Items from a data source
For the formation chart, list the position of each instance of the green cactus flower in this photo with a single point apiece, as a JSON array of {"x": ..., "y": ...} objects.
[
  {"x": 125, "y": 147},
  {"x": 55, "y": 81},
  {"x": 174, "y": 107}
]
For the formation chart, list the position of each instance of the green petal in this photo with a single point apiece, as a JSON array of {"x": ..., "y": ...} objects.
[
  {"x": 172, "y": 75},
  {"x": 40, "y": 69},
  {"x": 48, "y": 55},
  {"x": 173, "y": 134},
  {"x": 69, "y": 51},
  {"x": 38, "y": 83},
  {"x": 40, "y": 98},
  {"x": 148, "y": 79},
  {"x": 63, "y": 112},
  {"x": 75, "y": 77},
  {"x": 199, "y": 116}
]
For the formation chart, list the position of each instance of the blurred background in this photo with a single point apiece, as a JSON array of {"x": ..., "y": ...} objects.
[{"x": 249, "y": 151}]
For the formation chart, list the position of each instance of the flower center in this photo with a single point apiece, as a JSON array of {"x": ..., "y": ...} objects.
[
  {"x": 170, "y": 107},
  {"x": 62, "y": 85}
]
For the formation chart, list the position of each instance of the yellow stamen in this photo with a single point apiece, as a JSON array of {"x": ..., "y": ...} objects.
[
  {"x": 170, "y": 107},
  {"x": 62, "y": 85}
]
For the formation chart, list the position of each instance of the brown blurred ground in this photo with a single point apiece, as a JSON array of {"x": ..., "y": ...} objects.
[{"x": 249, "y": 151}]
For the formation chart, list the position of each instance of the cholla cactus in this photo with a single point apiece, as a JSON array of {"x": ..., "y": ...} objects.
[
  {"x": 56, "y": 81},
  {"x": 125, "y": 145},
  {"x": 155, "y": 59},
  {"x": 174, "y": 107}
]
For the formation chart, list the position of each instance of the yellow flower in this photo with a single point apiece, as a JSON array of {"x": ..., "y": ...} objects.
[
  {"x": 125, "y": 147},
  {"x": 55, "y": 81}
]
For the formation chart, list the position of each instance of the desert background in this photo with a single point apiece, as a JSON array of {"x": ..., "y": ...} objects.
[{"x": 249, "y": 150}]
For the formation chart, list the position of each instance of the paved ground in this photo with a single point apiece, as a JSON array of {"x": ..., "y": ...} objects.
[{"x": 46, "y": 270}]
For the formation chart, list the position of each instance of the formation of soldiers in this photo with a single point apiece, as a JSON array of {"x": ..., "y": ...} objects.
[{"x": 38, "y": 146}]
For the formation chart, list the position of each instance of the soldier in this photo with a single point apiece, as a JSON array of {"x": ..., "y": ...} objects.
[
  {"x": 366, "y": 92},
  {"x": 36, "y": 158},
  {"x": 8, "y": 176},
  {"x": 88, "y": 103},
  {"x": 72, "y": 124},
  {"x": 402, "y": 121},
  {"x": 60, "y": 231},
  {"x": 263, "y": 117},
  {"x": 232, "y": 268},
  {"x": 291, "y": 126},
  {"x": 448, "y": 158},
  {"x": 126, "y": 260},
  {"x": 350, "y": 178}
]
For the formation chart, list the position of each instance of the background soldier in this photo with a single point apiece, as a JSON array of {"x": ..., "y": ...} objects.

Required action: Nothing but the lines from the one with "of the desert" to the last line of the data should appear in the answer, each exactly as it stands.

Task solution:
For the formation chart, list the position of each instance of the desert background in this photo with a single point apiece, as a JSON array of {"x": ..., "y": ...} objects.
[{"x": 249, "y": 150}]
For the formation chart, list the position of each instance of the paved ground in this photo with a single point apiece, as a JSON array of {"x": ..., "y": ...} objects.
[{"x": 46, "y": 270}]
For the formation chart, list the position of each instance of the formation of soldiers in this photo with a single point apiece, as a JSON array of {"x": ..., "y": ...} objects.
[{"x": 38, "y": 146}]
For the formation chart, list the position of each instance of the soldier in this photo with a single point apiece, as a JSON array of {"x": ..., "y": ...} objects.
[
  {"x": 366, "y": 92},
  {"x": 36, "y": 158},
  {"x": 8, "y": 176},
  {"x": 88, "y": 103},
  {"x": 72, "y": 124},
  {"x": 402, "y": 121},
  {"x": 60, "y": 231},
  {"x": 263, "y": 117},
  {"x": 232, "y": 268},
  {"x": 291, "y": 126},
  {"x": 448, "y": 158},
  {"x": 126, "y": 260},
  {"x": 350, "y": 178}
]
For the formation chart, list the position of each instance of the background soldier in this photo with a single point apiece, as a JSON array of {"x": ..., "y": ...} objects.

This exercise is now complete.